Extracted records
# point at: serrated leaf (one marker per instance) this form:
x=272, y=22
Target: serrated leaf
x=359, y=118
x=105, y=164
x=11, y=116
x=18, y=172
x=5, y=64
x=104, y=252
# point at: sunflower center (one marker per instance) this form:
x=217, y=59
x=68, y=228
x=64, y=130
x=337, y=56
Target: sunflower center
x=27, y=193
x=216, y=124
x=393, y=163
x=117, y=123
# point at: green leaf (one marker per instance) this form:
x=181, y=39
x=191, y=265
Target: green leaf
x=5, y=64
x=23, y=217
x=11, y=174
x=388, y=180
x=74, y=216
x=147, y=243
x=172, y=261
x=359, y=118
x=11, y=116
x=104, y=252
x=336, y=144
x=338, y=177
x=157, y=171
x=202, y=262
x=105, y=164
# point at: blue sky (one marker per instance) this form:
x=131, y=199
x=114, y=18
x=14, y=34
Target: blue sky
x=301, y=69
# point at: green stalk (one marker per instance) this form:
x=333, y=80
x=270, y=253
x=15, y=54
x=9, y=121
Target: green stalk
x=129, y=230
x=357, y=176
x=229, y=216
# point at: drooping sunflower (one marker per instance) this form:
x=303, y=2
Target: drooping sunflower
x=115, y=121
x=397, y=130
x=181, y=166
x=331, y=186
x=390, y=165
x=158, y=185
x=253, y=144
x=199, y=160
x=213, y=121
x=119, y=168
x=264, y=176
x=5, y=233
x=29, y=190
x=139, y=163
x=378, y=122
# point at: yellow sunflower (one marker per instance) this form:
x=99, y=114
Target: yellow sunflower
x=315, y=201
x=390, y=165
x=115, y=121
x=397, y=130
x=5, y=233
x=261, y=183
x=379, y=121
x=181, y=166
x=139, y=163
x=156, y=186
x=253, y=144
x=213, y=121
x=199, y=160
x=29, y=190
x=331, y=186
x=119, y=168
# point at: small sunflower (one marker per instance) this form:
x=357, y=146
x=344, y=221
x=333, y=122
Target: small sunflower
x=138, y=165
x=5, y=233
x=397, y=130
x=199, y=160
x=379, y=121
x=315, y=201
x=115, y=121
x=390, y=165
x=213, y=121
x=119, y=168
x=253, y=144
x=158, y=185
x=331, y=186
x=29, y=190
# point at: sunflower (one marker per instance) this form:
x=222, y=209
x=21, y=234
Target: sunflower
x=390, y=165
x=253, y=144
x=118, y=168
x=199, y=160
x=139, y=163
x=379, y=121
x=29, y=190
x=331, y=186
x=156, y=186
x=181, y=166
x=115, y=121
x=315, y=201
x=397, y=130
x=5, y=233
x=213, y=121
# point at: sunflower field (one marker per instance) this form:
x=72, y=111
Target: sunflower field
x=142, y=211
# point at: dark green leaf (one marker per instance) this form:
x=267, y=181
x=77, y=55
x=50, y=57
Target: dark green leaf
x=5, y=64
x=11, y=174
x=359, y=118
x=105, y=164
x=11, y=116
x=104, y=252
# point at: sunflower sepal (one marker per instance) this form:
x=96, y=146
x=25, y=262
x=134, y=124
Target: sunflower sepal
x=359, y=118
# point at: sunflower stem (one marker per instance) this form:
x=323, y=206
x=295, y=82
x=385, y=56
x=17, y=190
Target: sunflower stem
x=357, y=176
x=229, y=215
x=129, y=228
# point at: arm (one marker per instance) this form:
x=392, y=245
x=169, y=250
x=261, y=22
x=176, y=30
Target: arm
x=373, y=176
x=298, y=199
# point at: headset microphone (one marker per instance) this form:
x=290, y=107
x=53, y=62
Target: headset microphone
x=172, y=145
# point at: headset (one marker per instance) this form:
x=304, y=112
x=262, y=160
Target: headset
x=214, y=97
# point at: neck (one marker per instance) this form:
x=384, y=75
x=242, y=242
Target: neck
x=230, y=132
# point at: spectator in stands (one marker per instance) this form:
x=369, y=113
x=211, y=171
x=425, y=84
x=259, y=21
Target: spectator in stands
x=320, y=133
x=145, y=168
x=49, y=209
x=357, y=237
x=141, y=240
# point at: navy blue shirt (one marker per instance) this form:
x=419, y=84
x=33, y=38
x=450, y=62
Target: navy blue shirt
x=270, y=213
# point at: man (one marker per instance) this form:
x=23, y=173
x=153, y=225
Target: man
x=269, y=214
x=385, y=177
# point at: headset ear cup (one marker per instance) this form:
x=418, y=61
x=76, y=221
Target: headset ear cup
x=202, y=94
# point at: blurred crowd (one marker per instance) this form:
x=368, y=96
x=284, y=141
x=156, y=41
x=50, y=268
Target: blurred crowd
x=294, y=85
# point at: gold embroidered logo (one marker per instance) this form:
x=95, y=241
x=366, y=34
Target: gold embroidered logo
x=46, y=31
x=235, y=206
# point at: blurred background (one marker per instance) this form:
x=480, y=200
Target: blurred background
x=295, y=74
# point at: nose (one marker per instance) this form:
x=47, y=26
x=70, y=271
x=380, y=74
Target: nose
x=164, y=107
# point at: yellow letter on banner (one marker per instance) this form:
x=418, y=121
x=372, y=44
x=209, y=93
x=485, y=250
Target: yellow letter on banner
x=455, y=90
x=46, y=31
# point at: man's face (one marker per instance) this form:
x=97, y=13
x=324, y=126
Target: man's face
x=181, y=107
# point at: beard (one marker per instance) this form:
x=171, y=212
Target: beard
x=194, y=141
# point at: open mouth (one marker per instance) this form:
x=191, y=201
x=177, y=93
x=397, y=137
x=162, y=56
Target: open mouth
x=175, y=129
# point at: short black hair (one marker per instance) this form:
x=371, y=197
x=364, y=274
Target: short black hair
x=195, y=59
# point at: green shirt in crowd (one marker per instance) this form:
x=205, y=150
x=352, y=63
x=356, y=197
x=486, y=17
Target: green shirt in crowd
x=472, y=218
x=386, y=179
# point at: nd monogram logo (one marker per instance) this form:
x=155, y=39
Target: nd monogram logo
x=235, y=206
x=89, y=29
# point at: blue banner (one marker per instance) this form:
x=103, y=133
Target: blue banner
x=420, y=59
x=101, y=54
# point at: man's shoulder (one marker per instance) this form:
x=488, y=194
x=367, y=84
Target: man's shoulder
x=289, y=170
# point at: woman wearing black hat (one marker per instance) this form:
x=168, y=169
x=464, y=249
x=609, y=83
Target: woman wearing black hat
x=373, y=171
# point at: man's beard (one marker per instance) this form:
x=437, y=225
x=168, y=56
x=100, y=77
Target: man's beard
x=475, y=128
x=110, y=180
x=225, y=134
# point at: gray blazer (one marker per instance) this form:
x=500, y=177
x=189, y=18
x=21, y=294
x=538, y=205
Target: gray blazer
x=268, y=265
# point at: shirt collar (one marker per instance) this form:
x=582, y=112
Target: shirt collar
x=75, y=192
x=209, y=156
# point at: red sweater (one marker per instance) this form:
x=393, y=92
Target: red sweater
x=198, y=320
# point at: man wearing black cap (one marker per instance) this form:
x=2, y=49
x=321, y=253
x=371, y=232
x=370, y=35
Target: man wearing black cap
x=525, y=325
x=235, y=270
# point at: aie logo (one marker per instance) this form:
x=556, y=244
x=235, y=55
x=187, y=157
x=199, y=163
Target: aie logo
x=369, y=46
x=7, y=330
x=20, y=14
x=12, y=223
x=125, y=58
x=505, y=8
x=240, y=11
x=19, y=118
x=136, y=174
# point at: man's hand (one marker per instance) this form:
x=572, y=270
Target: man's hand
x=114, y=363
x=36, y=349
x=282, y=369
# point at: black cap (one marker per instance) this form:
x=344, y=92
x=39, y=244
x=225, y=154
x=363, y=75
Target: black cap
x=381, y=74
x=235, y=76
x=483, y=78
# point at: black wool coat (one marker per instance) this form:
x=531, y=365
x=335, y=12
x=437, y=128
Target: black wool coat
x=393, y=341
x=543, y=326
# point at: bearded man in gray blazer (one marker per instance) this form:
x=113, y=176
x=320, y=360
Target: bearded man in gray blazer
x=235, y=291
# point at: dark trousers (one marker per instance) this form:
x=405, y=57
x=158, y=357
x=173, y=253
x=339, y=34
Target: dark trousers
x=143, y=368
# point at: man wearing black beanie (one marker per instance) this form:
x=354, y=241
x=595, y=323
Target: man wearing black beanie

▶ **Assignment**:
How many lines in the entries include "beanie"? Only the number is wanted.

▶ **Exercise response**:
2